Restate the entries word for word, omitting nothing.
[start of Records for the task]
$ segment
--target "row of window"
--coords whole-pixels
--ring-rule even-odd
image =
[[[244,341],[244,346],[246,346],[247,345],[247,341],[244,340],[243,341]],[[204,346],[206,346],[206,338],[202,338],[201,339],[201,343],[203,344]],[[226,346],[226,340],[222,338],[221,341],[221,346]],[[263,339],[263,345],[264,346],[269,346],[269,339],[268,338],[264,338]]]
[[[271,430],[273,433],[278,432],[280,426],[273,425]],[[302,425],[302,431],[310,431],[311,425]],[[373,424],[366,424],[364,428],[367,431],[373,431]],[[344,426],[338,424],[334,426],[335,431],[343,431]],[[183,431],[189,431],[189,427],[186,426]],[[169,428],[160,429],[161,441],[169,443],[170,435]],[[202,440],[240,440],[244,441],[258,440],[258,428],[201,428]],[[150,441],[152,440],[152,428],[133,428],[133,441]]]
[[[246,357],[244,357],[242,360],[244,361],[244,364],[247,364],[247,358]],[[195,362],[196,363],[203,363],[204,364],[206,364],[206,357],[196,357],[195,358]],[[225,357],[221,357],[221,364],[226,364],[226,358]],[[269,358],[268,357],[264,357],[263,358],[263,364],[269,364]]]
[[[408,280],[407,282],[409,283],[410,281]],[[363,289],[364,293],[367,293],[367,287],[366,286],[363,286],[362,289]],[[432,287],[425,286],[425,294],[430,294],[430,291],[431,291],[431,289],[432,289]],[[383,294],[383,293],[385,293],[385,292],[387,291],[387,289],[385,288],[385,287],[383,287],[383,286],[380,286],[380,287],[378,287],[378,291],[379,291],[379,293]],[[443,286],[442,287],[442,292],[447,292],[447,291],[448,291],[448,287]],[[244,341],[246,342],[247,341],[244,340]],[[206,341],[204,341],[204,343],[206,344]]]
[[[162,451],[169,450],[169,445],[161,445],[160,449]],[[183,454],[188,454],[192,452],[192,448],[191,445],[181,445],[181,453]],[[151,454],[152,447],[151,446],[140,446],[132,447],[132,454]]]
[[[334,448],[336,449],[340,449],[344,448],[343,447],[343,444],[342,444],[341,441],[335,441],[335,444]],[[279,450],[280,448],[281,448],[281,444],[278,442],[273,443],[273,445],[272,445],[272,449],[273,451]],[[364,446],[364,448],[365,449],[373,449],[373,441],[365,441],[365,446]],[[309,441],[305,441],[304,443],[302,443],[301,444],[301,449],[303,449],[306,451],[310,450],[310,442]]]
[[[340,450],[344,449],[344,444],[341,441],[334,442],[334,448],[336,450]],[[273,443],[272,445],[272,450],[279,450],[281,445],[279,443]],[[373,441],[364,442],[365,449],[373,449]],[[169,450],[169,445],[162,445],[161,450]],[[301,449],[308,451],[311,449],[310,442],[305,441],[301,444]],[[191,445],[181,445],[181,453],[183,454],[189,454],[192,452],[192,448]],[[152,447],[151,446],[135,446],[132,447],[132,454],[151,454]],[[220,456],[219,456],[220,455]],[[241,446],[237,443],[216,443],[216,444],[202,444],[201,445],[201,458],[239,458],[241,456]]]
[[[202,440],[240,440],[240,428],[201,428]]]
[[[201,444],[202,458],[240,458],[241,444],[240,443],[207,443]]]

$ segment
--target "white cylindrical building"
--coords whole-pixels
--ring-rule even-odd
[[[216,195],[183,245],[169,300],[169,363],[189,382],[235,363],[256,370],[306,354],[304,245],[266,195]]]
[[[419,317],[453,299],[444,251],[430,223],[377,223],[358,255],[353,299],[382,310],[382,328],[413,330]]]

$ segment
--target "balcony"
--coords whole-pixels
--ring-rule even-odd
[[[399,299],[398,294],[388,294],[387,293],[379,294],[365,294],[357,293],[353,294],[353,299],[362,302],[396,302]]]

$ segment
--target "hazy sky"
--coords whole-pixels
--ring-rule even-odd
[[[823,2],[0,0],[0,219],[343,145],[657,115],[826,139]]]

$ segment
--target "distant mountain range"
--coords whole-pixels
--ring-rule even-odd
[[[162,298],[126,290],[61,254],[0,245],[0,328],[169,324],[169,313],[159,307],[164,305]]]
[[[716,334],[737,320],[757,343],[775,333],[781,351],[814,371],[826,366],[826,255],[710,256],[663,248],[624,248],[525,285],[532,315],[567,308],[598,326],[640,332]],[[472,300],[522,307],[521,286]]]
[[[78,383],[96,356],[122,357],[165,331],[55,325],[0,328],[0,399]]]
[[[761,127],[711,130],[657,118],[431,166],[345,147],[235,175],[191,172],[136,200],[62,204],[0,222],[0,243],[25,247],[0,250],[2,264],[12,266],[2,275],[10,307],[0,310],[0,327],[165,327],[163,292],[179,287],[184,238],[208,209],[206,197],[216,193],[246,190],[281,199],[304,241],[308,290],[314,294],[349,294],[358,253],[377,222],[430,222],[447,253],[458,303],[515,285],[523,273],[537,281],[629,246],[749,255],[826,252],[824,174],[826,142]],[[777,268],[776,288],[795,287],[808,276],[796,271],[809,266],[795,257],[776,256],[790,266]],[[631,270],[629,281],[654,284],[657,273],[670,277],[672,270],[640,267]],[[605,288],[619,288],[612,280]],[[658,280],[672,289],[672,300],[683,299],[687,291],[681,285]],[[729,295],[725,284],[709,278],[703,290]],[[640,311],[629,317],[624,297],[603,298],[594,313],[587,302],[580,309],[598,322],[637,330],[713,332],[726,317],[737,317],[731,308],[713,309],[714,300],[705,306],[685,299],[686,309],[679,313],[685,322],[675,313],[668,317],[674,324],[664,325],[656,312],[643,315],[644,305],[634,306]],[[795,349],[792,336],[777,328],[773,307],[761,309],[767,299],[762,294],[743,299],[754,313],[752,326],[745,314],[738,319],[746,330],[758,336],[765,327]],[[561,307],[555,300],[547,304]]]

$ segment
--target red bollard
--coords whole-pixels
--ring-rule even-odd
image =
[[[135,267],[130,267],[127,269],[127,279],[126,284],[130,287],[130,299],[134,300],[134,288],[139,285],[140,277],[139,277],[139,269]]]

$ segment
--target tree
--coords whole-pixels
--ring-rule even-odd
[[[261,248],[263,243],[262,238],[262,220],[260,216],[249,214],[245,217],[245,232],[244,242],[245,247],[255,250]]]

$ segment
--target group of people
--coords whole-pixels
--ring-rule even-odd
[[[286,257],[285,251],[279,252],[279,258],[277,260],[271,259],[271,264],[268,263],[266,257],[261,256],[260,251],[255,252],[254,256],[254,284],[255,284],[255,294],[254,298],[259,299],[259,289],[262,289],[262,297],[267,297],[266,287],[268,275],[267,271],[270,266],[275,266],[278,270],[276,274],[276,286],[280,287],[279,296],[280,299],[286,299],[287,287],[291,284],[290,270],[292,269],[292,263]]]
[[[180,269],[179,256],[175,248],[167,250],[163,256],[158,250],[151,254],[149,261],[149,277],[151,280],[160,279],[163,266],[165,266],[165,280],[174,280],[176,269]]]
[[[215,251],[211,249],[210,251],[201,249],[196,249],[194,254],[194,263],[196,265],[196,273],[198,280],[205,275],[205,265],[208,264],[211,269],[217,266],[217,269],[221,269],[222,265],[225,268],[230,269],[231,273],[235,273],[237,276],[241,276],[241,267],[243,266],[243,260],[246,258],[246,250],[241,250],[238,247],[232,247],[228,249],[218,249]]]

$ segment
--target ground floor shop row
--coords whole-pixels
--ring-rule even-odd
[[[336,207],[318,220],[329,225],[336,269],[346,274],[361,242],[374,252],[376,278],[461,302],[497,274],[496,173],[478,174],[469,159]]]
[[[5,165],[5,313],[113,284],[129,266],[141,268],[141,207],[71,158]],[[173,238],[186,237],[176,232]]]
[end of Records for the task]
▶ [Reply]
$ segment
--target "row of window"
--coords whole-pixels
--ring-rule even-odd
image =
[[[244,341],[244,346],[246,346],[247,345],[247,341],[244,340],[243,341]],[[204,346],[206,346],[206,338],[202,338],[201,339],[201,343],[203,344]],[[226,346],[226,340],[222,338],[221,341],[221,346]],[[263,339],[263,345],[264,346],[269,346],[269,339],[268,338],[264,338]]]
[[[271,430],[273,433],[278,432],[280,426],[273,425]],[[302,425],[302,431],[310,431],[311,425]],[[373,424],[366,424],[364,428],[367,431],[373,431]],[[344,426],[338,424],[334,426],[335,431],[343,431]],[[183,431],[189,431],[189,427],[186,426]],[[169,428],[160,429],[161,441],[169,443],[170,435]],[[202,440],[240,440],[244,441],[258,440],[258,428],[201,428]],[[150,441],[152,440],[152,428],[133,428],[133,441]]]
[[[246,357],[244,357],[242,360],[244,361],[244,364],[247,364],[247,358]],[[195,362],[196,363],[203,363],[204,364],[206,364],[206,357],[196,357],[195,358]],[[225,357],[221,357],[221,364],[226,364],[226,358]],[[269,358],[268,357],[264,357],[263,358],[263,364],[269,364]]]
[[[408,280],[407,282],[409,283],[410,281]],[[363,289],[364,293],[367,293],[367,287],[366,286],[363,286],[362,289]],[[432,287],[425,286],[425,294],[430,294],[430,291],[431,291],[431,289],[432,289]],[[383,294],[383,293],[385,293],[385,292],[387,291],[387,289],[385,288],[385,287],[383,287],[383,286],[380,286],[380,287],[378,287],[378,291],[379,291],[379,293]],[[443,286],[442,287],[442,292],[447,292],[447,291],[448,291],[448,287]],[[244,341],[246,342],[247,341],[244,340]],[[206,341],[204,341],[204,343],[206,344]]]
[[[162,451],[169,450],[169,445],[161,445],[160,449]],[[183,454],[188,454],[192,452],[192,448],[191,445],[181,445],[181,453]],[[151,454],[152,447],[151,446],[140,446],[132,447],[132,454]]]
[[[334,448],[336,449],[340,449],[344,448],[343,447],[343,444],[342,444],[341,441],[335,441],[335,444]],[[279,450],[280,448],[281,448],[281,444],[278,442],[273,443],[273,445],[272,445],[272,449],[273,451]],[[364,446],[364,448],[365,449],[373,449],[373,441],[365,441],[365,446]],[[309,441],[305,441],[304,443],[302,443],[301,444],[301,449],[303,449],[306,451],[310,450],[310,442]]]
[[[340,450],[344,449],[344,444],[341,441],[334,442],[334,448],[336,450]],[[273,443],[272,445],[272,450],[279,450],[281,445],[279,443]],[[373,441],[364,442],[365,449],[373,449]],[[169,450],[169,445],[162,445],[161,450]],[[301,449],[308,451],[311,449],[310,442],[305,441],[301,444]],[[191,445],[181,445],[181,453],[183,454],[189,454],[192,452],[192,448]],[[152,447],[151,446],[135,446],[132,447],[132,454],[151,454]],[[220,456],[219,456],[220,455]],[[241,446],[237,443],[216,443],[216,444],[202,444],[201,445],[201,458],[239,458],[241,456]]]
[[[202,440],[240,440],[240,428],[201,428]]]
[[[201,444],[202,458],[240,458],[241,444],[240,443],[207,443]]]

$ segment
--target "white cylindrical building"
--coords whole-pixels
--ring-rule even-odd
[[[216,195],[183,245],[169,300],[169,363],[189,382],[235,363],[256,370],[306,354],[304,245],[266,195]]]
[[[419,317],[453,299],[444,251],[430,223],[377,223],[358,255],[353,299],[382,310],[382,328],[413,330]]]

$ segment
--target "balcony"
--coords whole-pixels
--ring-rule even-odd
[[[399,299],[398,294],[388,294],[387,293],[379,294],[365,294],[357,293],[353,294],[353,299],[362,302],[396,302]]]

$ segment
--target "hazy sky"
--coords whole-pixels
--ring-rule even-odd
[[[823,2],[0,0],[0,219],[343,145],[657,115],[826,139]]]

$ segment
--target "distant mountain range"
--coords whole-pixels
--ring-rule even-odd
[[[162,298],[126,290],[61,254],[0,245],[0,328],[169,324],[169,313],[159,307],[164,305]]]
[[[716,334],[737,320],[757,343],[775,333],[781,351],[814,371],[826,366],[826,255],[710,256],[663,248],[624,248],[525,285],[532,315],[567,308],[598,326],[640,332]],[[472,300],[522,307],[521,286]]]
[[[78,383],[96,356],[122,357],[165,331],[55,325],[0,328],[0,399]]]
[[[761,127],[711,130],[657,118],[431,166],[345,147],[235,175],[191,172],[136,200],[62,204],[0,222],[0,243],[25,247],[0,250],[2,264],[12,266],[2,275],[10,307],[0,310],[0,327],[165,327],[163,292],[179,287],[184,238],[208,209],[206,197],[216,193],[246,190],[281,199],[304,241],[308,290],[314,294],[349,294],[358,253],[377,222],[430,222],[447,253],[458,303],[515,285],[523,273],[537,281],[629,246],[749,255],[826,252],[824,174],[826,142]],[[777,268],[776,288],[795,287],[808,276],[796,271],[809,266],[795,257],[776,256],[790,266]],[[631,270],[629,281],[654,284],[657,273],[670,277],[672,270],[640,267]],[[605,288],[619,288],[612,280]],[[658,280],[672,289],[672,300],[683,299],[687,291],[681,285]],[[729,295],[725,284],[709,278],[703,290]],[[640,311],[629,317],[624,297],[603,298],[594,313],[587,302],[580,309],[598,322],[637,330],[713,332],[726,317],[737,317],[731,308],[713,309],[714,300],[705,306],[685,299],[686,309],[679,313],[685,322],[675,313],[668,317],[674,324],[664,325],[656,312],[643,315],[644,305],[634,306]],[[795,349],[792,336],[777,328],[773,307],[761,309],[767,299],[762,294],[743,299],[754,313],[752,326],[745,314],[738,319],[746,330],[758,336],[765,327]],[[561,307],[555,300],[547,304]]]

$ segment
--target red bollard
--coords whole-pixels
--ring-rule even-odd
image =
[[[135,267],[130,267],[127,269],[127,279],[126,284],[130,287],[130,299],[134,300],[134,288],[139,285],[140,277],[139,277],[139,269]]]

$ segment
--target tree
--coords whole-pixels
--ring-rule even-odd
[[[261,248],[263,243],[262,238],[262,220],[260,216],[249,214],[245,217],[245,232],[244,242],[245,247],[255,250]]]

$ segment
--target group of people
--coords whole-pixels
--ring-rule even-odd
[[[286,257],[285,251],[279,252],[279,258],[277,260],[271,259],[271,264],[268,263],[266,257],[261,256],[260,251],[255,252],[254,256],[254,284],[255,284],[255,294],[254,298],[259,299],[259,289],[262,289],[262,297],[267,297],[266,287],[268,275],[267,271],[270,266],[275,266],[278,270],[276,274],[276,286],[280,287],[279,296],[280,299],[286,299],[287,287],[291,284],[290,270],[292,269],[292,263]]]
[[[180,269],[179,256],[175,248],[167,250],[163,256],[158,250],[151,254],[149,261],[149,277],[151,280],[160,279],[163,266],[165,266],[165,280],[174,280],[176,269]]]
[[[215,251],[211,249],[210,251],[201,249],[196,249],[194,254],[194,263],[196,265],[196,273],[198,280],[205,275],[205,265],[208,264],[211,269],[217,266],[217,269],[221,269],[222,265],[225,268],[230,269],[231,273],[235,273],[237,276],[241,276],[241,267],[243,266],[243,260],[246,258],[246,250],[241,250],[238,247],[232,247],[228,249],[218,249]]]

$ segment
--target ground floor shop row
--coords whole-pixels
--ring-rule even-odd
[[[336,207],[318,220],[329,225],[336,269],[346,274],[361,242],[374,252],[376,278],[461,302],[497,274],[496,173],[478,174],[469,159]]]
[[[5,165],[5,313],[113,284],[129,266],[141,268],[141,207],[71,158]],[[173,238],[186,237],[176,232]]]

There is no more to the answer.